- [The task] Below is a block of data; give all of it again word for word.

- [Material supplied]
━━━━━━━━━━━━━━━━━━━━

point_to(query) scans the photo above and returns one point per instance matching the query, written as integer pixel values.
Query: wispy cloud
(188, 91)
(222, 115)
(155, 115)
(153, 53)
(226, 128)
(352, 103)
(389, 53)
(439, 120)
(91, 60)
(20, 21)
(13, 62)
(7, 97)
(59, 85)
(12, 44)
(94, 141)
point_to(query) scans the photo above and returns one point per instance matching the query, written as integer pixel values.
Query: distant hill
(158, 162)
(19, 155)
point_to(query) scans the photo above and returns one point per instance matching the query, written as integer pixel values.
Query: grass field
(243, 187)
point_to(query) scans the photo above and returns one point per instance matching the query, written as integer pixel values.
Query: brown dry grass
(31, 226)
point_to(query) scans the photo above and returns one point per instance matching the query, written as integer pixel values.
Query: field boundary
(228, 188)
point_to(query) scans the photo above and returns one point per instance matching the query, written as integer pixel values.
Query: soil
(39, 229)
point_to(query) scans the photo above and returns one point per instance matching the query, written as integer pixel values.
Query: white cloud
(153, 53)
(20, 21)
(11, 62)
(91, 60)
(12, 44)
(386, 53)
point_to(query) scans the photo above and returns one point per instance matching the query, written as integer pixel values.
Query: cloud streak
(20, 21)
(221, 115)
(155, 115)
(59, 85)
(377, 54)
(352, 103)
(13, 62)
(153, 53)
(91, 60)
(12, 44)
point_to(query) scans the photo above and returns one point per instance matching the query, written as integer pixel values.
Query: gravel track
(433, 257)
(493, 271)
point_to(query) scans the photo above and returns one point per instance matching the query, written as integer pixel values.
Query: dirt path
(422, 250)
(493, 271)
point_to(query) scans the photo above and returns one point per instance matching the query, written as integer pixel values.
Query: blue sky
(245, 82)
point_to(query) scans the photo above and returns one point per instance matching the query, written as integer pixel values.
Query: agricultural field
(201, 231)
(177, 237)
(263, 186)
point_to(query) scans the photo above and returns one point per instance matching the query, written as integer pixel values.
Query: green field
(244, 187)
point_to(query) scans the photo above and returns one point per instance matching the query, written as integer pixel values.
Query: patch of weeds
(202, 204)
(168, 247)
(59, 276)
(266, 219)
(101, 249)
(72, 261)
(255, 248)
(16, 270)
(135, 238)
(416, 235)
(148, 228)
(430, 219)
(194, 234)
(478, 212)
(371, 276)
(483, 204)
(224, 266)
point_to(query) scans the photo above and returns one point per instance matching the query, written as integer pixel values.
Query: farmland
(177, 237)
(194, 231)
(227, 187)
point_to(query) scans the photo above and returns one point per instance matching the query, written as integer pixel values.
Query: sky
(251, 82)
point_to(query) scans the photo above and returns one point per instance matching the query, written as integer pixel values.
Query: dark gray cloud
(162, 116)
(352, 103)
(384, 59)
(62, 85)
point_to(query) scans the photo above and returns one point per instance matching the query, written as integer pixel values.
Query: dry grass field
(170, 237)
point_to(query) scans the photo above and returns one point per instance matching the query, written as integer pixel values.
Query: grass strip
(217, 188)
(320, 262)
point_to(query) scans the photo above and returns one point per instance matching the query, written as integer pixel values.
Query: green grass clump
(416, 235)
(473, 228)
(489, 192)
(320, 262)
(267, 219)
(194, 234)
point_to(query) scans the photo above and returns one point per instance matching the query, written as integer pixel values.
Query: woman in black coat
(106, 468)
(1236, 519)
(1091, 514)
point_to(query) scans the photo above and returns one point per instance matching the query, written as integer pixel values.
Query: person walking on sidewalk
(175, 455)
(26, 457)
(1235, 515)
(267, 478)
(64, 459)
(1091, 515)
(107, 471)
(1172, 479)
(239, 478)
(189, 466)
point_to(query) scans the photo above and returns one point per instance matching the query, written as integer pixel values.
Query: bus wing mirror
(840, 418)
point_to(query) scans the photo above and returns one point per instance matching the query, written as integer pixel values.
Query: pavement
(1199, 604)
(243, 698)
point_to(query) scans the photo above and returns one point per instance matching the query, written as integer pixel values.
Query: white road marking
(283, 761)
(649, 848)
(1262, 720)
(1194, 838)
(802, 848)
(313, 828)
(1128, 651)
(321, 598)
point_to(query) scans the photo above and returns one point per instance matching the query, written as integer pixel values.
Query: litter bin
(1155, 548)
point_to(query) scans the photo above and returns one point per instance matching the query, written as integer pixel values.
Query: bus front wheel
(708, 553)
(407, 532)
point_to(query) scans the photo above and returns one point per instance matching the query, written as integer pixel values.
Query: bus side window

━━━━━━━━━━━━━━━━━━━━

- [Exercise response]
point_to(query) scans the photo above and returns one point per instance matching the query, written as integer pixel values.
Query: wispy cloud
(188, 91)
(222, 115)
(155, 115)
(153, 53)
(226, 128)
(352, 103)
(389, 53)
(439, 120)
(91, 60)
(20, 21)
(13, 62)
(7, 97)
(59, 85)
(12, 44)
(94, 141)
point_to(query) scans the photo above and returns one point per instance matching the query, written as integer pixel values.
Query: distant hill
(158, 162)
(19, 155)
point_to(query) scans the photo above and returns one point per instance matching the query, written as integer pixel values.
Query: grass field
(243, 187)
point_to(query) scans the photo above and returns one point per instance matching the query, written as integer pixel values.
Query: brown dry grass
(31, 226)
point_to(query) scans the photo above and returns one point per instance matching the query, written as integer pixel values.
Query: field boundary
(228, 188)
point_to(query) scans the photo above and returns one point per instance matching the query, written as integer pixel values.
Query: soil
(39, 229)
point_to(query) scans the photo above and returns one point per instance matching the query, written as integer pixel values.
Query: white cloud
(153, 53)
(20, 21)
(11, 62)
(91, 60)
(12, 44)
(386, 53)
point_to(query) scans the photo above and returns one point per instance matching the query, written as integer pixel values.
Query: cloud streak
(20, 21)
(221, 115)
(155, 115)
(59, 85)
(377, 54)
(352, 103)
(13, 62)
(153, 53)
(91, 60)
(12, 44)
point_to(query) scans the photo above and returns one point per instance matching the query, written as integer pixel values.
Query: gravel track
(433, 257)
(493, 271)
point_to(query) scans the photo above and returns one point per instance matching the query, written as integer pixel values.
Query: dirt path
(422, 250)
(493, 271)
point_to(query) scans the photo above and returns one point per instance matching the query, written as integer pixel values.
Query: blue sky
(245, 82)
point_to(query) scans the photo above and returns one point per instance matching the query, written as integer pixel values.
Query: agricultural field
(201, 231)
(177, 237)
(263, 186)
point_to(query) scans the photo above and returns one point per instance matching the query, written as integer pixel values.
Query: green field
(244, 187)
point_to(query) scans the photo above and returns one point per instance matching the query, written as integer pixel values.
Query: patch of weeds
(202, 204)
(168, 247)
(59, 276)
(266, 219)
(101, 249)
(72, 261)
(255, 248)
(16, 270)
(135, 238)
(416, 235)
(148, 228)
(430, 219)
(194, 234)
(478, 212)
(371, 276)
(483, 204)
(224, 266)
point_to(query) scans the photo above and returns one point per instance matching the query, written as integer pixel values.
Query: farmland
(177, 237)
(194, 231)
(227, 187)
point_to(query) scans the photo above and returns one point per instance matching the query, written as integer pixel values.
Query: sky
(251, 82)
point_to(query) scans the photo above and returns one point per instance matching the query, written as integer pixel values.
Query: dark gray cloud
(162, 116)
(352, 103)
(384, 59)
(62, 85)
point_to(query) scans the photo above and returns one point per instance matching the query, written as integer pixel values.
Query: dry grass field
(170, 237)
point_to(query) scans the photo above and returns one point per instance matching the query, written as integer pixel values.
Query: grass strip
(217, 188)
(320, 262)
point_to(query) scans the photo above and returns one point per instance matching the query, written as integer pixel values.
Query: green grass clump
(416, 235)
(473, 228)
(489, 192)
(320, 262)
(267, 219)
(194, 234)
point_to(query) scans the photo above and returns one point per instance matching the query, written as integer pixel values.
Query: woman in black coat
(106, 468)
(1236, 519)
(1091, 514)
point_to(query) scans the photo above and returns one point per instance matching the query, written as integer pixel values.
Query: person walking on sidewalk
(175, 455)
(26, 457)
(1235, 515)
(267, 478)
(64, 459)
(1091, 515)
(107, 471)
(1172, 479)
(239, 478)
(189, 466)
point_to(query) scans the photo above and returns one point per instance matching the query, written as integer pixel values.
Query: bus wing mirror
(840, 418)
point_to(query) scans the photo above and returns one point per instance matching the query, written as integer pixel values.
Query: pavement
(1199, 604)
(243, 698)
point_to(query) scans the photo above and returns one point per instance matching the query, written as integer pixel values.
Query: white road marking
(283, 761)
(649, 848)
(1262, 720)
(1194, 838)
(802, 848)
(313, 828)
(1128, 651)
(321, 598)
point_to(query) scans the photo above and returns one point per instance matching the query, written as integer pixel values.
Query: litter bin
(1155, 548)
point_to(query) scans the photo above and returns one point per instance matching the query, written as integer pixel values.
Query: bus front wheel
(708, 553)
(407, 532)
point_to(query) scans the photo above and returns one point per instance matching the query, written as integer pixel values.
Query: bus side window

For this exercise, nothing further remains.